PAGINA

--------------------

Rozema versterkt het beeld van gevangenschap met de beschrijving van de kikkertjes in de lege flessen: ze zijn opgesloten buiten hun natuurlijke levensmilieu, de grens van land en water waar ook de kano ligt. Aangrijpend, ze happen niet alleen naar adem maar ook naar de lucht buiten het glas, waar ze niet bij kunnen. Nog een verwoording contrasteert dit gedicht met het oerverhaal over het paradijs. Het benadrukt de notie dat het voorhuwelijkse paradijs van de jeugd een gevangenschap was. Adam en Eva werden verdreven, de verteller vertelt dat hij is 'gevlucht'. Eigenlijk zegt hij 'wij'. Spreekt hij mede voor zijn Eva, mede voor anderen, of spreekt hij bij wijze van spreken mede namens anderen en verhult hij met het 'wij' de eenzaamheid?
De bevrijding uit de besloten wereld is een van de belangrijkste thema's van Blauwe plekken. Die titel is dan ook eufemistisch te noemen. Blauwe plekken liep je als kind op tijdens je spel. Rozema mag met taal spelen, maar de steeds hernieuwde pogingen tot uitbraak uit de grenzen die hem gesteld zijn, zijn geen spel. De titel benoemt de pijnlijke plekken die hij opliep als hij weer tegen een grens aanliep. Of tegen steeds dezelfde grens.
Steeds weer is er sprake van grenzen in de gedichten. Steeds weer is er het beeld van een besloten wereld die met pijn verlaten wordt. Wel is er soms de terugkeer. Maar die heeft dan de gestalte van een nachtmerrie. Neem het gedicht 'Ochtendpijn'. Het motto blijkt verraderlijk. Het is afkomstig uit Spreuken: 'Als een vogel die rondzwerft ver buiten zijn nest, zo is een man die rondzwerft ver buiten zijn woonplaats.'
In eerste instantie las ik dit motto als een uitdrukking van ontheemding buiten het huis van de jeugd. De man heeft het ouderlijk nest verlaten en verlangt ernaar terug of zal er zelfs naar terugkeren. Het gedicht echter dwingt daar de tegengestelde lezing naast te zetten. De verteller ontwaakt uit een droom over de warme beslotenheid van het moederlijk nest - weer een donkere warmte als de schemerwarmte uit het openingsgedicht. Die droom van (schijn)-veiligheid blijkt dan te verwijzen naar de zwerftocht uit het motto. Thuis, de woonplaats van de man, is de wakkere wereld van zijn eigen leven. Het nest van zijn jeugd, het leven van vroeger is zijn woonplaats niet. Het ontwaken gaat gepaard met angst en doet zeer. Hij noemt het ochtendpijn. Maar hij doet in de slotstrofe een oproep aan geliefde of vriend: 'Verbijt met mij de ochtendpijn. // Dan rennen wij hand in hand / en trots nadenkend rond / op de rots van ons geluk.'
Aan twee woorden blijf ik haken. Het eerste is het woord rots. Was het niet een wijs man die op de rots bouwde? Het tweede is het woord nadenkend. Het kan na-denkend zijn, een achteraf doordenken van de droom van dat veronderstelde paradijs van vroeger. Het kan nadenkend zijn in het contrast met niet-denken, maar klakkeloos doen en overnemen van de bestaande verhoudingen. Met denken verlicht hij de wereld van het donker. Het kan nadenkend betekenen, een stemming van bedachtzaamheid. Waar je ook het accent legt in dat woord, het is zwaarwegend door het contrast dat aanbrengt met het euforische rondrennen en het overweldigend geluksgevoel. Het denken zelf, welk denken dan ook, veroorzaakt het geluksgevoel.

--------------------

(Fragmenten uit een dataset met locatieannotaties)

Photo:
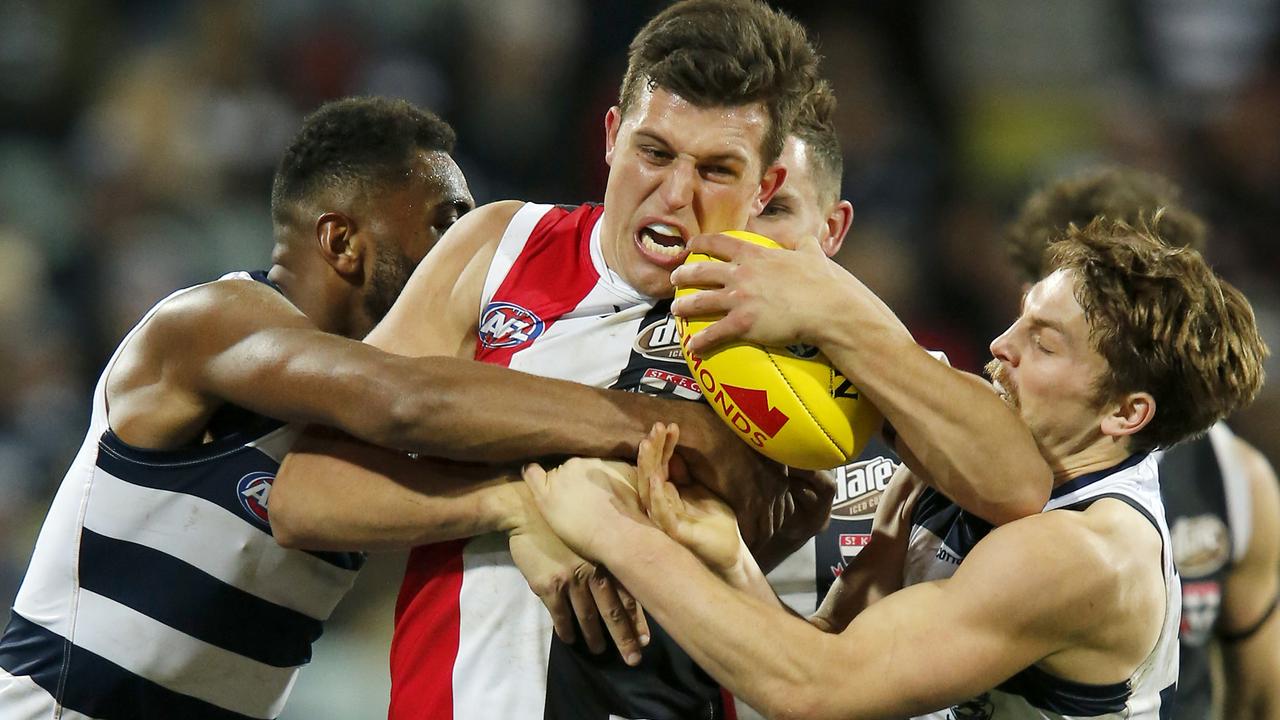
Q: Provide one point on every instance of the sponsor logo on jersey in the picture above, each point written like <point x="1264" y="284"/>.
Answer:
<point x="254" y="490"/>
<point x="850" y="545"/>
<point x="1201" y="605"/>
<point x="661" y="382"/>
<point x="859" y="487"/>
<point x="659" y="340"/>
<point x="1201" y="545"/>
<point x="506" y="324"/>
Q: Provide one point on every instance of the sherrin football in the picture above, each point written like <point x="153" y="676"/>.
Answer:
<point x="787" y="402"/>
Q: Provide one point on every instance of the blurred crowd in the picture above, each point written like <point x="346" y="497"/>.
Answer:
<point x="137" y="141"/>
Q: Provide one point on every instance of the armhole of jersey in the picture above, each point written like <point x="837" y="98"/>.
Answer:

--------------------

TE DOEN
- a) Uit welk bijbelboek komt volgens de bespreking van Blauwe plekken het motto van het gedicht 'Ochtendpijn'?
- b) Zet de bespreking van Blauwe plekken voort na de laatste zin.

VERWACHTE ANTWOORDEN
- a) Uit Spreuken.

- b)
Dat aspect speelt een rol in de cyclus 'Op de grens'. Alweer een cyclus, Rozema is een cyclusdichter. Wellicht hangt dat samen met het genoemde explorerende, grensoverschrijdende karakter van zijn schrijven. Het hangt misschien ook samen met het thema van de grensoverschrijding. Het 'paradijs' van je jeugd verlaat je niet eens en vooral. Je draagt het een leven met je me. Zoals je elke ochtend opnieuw wakker moet worden, moet je steeds opnieuw die grens over. Elk element van een cyclus is dan een tasten naar openingen.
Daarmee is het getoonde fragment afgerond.